[Data records — start]

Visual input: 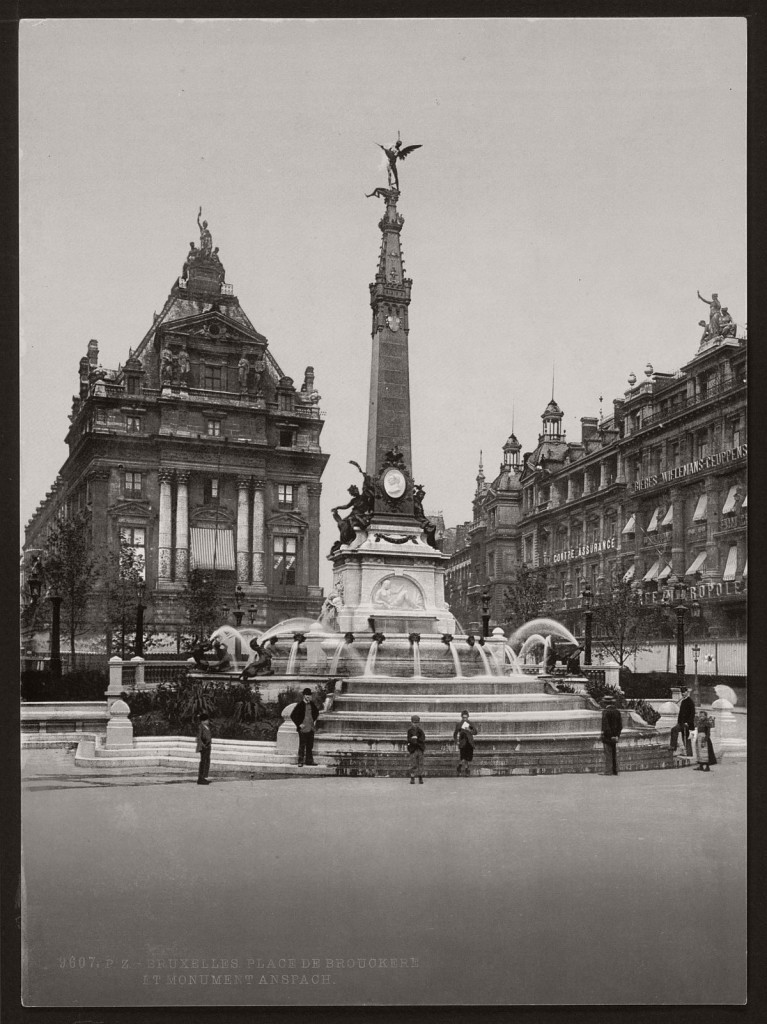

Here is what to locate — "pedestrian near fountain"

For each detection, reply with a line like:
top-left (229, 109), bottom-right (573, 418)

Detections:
top-left (693, 712), bottom-right (716, 772)
top-left (291, 688), bottom-right (319, 766)
top-left (406, 715), bottom-right (426, 784)
top-left (453, 710), bottom-right (478, 776)
top-left (196, 712), bottom-right (212, 785)
top-left (600, 695), bottom-right (622, 775)
top-left (676, 686), bottom-right (696, 756)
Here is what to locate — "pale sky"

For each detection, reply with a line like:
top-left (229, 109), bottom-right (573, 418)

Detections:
top-left (19, 18), bottom-right (746, 593)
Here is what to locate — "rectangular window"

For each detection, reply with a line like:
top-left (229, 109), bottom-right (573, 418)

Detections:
top-left (206, 419), bottom-right (221, 436)
top-left (119, 526), bottom-right (146, 579)
top-left (126, 377), bottom-right (138, 395)
top-left (126, 415), bottom-right (141, 432)
top-left (279, 429), bottom-right (294, 448)
top-left (124, 471), bottom-right (142, 498)
top-left (278, 483), bottom-right (294, 508)
top-left (204, 478), bottom-right (219, 502)
top-left (204, 365), bottom-right (223, 390)
top-left (273, 535), bottom-right (297, 586)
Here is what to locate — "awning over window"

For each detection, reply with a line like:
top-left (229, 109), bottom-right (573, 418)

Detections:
top-left (721, 485), bottom-right (739, 515)
top-left (661, 505), bottom-right (673, 527)
top-left (646, 508), bottom-right (661, 533)
top-left (622, 515), bottom-right (636, 535)
top-left (643, 560), bottom-right (661, 581)
top-left (742, 493), bottom-right (747, 509)
top-left (692, 494), bottom-right (708, 522)
top-left (685, 551), bottom-right (707, 577)
top-left (622, 564), bottom-right (636, 582)
top-left (190, 527), bottom-right (236, 570)
top-left (722, 545), bottom-right (739, 582)
top-left (743, 559), bottom-right (748, 578)
top-left (658, 563), bottom-right (672, 580)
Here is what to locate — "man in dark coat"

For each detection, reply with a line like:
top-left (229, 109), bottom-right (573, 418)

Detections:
top-left (290, 688), bottom-right (319, 766)
top-left (600, 695), bottom-right (623, 775)
top-left (675, 686), bottom-right (696, 755)
top-left (196, 712), bottom-right (212, 785)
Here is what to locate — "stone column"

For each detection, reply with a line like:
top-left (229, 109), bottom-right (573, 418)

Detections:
top-left (307, 484), bottom-right (322, 589)
top-left (158, 470), bottom-right (174, 583)
top-left (237, 478), bottom-right (251, 583)
top-left (296, 485), bottom-right (310, 586)
top-left (251, 479), bottom-right (265, 583)
top-left (599, 461), bottom-right (608, 489)
top-left (670, 487), bottom-right (685, 578)
top-left (174, 471), bottom-right (189, 582)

[Data records — finish]

* _Work item_
All of the data is to be transcribed exactly, with images omitted.

* _Expected answer_
Visual input: 

Here is what to locate — "pedestrian near fountain"

For each detection, reply with a line like:
top-left (229, 109), bottom-right (573, 418)

Detections:
top-left (693, 712), bottom-right (716, 772)
top-left (291, 688), bottom-right (319, 766)
top-left (406, 715), bottom-right (426, 784)
top-left (453, 710), bottom-right (478, 776)
top-left (196, 712), bottom-right (212, 785)
top-left (600, 695), bottom-right (622, 775)
top-left (676, 686), bottom-right (696, 756)
Here is what to locate — "pale sky"

For each detection, reply with a line like:
top-left (229, 109), bottom-right (573, 418)

Detections:
top-left (19, 18), bottom-right (746, 593)
Here is what to locate — "rectangular window"

For each detection, reply with a line like:
top-left (229, 109), bottom-right (573, 418)

Detections:
top-left (206, 419), bottom-right (221, 436)
top-left (119, 526), bottom-right (146, 579)
top-left (126, 377), bottom-right (138, 395)
top-left (126, 415), bottom-right (141, 432)
top-left (279, 429), bottom-right (294, 448)
top-left (124, 471), bottom-right (142, 498)
top-left (278, 483), bottom-right (294, 508)
top-left (204, 478), bottom-right (219, 502)
top-left (204, 365), bottom-right (223, 390)
top-left (273, 535), bottom-right (297, 586)
Here is what to locate — "awning over window"

For each detection, reply with a line like:
top-left (229, 109), bottom-right (573, 418)

Detections:
top-left (721, 485), bottom-right (739, 515)
top-left (661, 505), bottom-right (673, 527)
top-left (646, 508), bottom-right (661, 533)
top-left (622, 515), bottom-right (636, 535)
top-left (643, 560), bottom-right (661, 581)
top-left (742, 493), bottom-right (747, 509)
top-left (692, 494), bottom-right (708, 522)
top-left (685, 551), bottom-right (707, 577)
top-left (622, 564), bottom-right (636, 582)
top-left (190, 527), bottom-right (236, 570)
top-left (722, 545), bottom-right (739, 582)
top-left (743, 559), bottom-right (748, 578)
top-left (658, 563), bottom-right (672, 580)
Here is what to locate — "man in dark coat"

For each detection, reply with a line like:
top-left (229, 109), bottom-right (573, 418)

Detections:
top-left (290, 688), bottom-right (319, 766)
top-left (600, 695), bottom-right (623, 775)
top-left (675, 686), bottom-right (696, 755)
top-left (196, 712), bottom-right (212, 785)
Here is what to locate — "stone column"

For each detection, reply with a line like:
top-left (229, 109), bottom-right (573, 418)

Detections:
top-left (307, 484), bottom-right (322, 589)
top-left (158, 470), bottom-right (174, 583)
top-left (237, 478), bottom-right (251, 583)
top-left (296, 485), bottom-right (310, 586)
top-left (251, 479), bottom-right (265, 583)
top-left (599, 461), bottom-right (608, 489)
top-left (670, 487), bottom-right (685, 578)
top-left (174, 471), bottom-right (189, 582)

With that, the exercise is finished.